──────── RECORDS TO USE ────────
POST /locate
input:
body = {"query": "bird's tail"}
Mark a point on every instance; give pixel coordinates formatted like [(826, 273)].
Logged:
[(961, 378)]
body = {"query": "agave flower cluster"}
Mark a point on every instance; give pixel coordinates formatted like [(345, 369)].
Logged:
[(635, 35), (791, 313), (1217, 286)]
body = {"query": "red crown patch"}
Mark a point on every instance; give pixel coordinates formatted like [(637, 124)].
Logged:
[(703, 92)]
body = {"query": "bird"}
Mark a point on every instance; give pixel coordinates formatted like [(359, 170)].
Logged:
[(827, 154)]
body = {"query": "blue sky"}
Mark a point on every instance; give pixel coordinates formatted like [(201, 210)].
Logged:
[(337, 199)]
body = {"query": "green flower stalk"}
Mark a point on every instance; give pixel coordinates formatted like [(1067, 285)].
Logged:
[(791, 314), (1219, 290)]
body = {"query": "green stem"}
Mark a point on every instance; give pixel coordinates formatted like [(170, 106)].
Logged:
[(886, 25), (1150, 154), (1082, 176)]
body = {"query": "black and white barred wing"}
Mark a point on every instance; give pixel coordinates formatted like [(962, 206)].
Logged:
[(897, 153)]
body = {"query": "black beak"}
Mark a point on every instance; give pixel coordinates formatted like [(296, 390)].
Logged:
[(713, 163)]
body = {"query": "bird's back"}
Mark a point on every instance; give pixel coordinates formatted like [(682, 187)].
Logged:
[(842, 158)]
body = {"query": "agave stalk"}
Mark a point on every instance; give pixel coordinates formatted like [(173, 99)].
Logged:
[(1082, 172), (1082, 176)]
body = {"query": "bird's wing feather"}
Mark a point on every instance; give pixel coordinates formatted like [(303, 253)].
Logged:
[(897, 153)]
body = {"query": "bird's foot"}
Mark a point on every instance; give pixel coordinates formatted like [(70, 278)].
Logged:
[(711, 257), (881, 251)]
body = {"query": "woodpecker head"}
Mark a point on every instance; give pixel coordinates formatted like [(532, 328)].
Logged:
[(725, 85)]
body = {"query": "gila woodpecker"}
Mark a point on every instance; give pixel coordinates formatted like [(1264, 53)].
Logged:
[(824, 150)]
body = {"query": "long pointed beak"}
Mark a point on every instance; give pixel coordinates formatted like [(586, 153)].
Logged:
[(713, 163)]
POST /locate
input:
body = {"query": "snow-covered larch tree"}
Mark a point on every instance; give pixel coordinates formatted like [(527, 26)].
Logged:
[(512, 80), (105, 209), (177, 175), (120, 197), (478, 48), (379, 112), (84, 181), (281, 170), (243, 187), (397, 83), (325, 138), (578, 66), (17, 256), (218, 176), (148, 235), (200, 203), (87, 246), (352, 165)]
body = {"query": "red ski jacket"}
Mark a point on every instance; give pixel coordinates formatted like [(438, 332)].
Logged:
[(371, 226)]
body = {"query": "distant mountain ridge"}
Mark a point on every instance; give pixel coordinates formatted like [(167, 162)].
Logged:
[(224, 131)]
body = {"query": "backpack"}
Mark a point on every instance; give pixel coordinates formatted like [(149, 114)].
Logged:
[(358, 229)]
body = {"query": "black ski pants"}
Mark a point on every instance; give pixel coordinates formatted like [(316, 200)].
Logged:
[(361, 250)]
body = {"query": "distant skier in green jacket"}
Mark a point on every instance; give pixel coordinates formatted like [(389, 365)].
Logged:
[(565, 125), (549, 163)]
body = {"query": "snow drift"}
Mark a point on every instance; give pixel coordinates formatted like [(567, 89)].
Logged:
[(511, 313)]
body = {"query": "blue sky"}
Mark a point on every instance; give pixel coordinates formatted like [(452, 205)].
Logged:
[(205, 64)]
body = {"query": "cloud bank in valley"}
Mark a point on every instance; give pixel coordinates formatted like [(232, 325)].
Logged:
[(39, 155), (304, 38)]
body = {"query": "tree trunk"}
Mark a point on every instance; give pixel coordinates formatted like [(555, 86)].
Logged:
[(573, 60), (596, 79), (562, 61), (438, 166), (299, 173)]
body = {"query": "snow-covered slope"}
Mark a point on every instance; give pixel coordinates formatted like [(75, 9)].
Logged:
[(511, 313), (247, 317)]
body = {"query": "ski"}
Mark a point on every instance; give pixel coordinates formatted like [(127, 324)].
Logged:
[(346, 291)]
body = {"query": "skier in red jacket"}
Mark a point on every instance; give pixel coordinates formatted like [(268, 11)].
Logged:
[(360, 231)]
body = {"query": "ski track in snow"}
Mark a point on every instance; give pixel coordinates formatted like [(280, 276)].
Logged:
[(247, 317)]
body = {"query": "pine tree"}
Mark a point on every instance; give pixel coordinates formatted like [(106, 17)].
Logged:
────────
◆ EXERCISE INSTRUCTIONS ◆
Write out every line in the data that holds the string "agave".

◆ ANSWER BOX ◆
body = {"query": "agave flower cluster"}
body = {"query": "agave stalk"}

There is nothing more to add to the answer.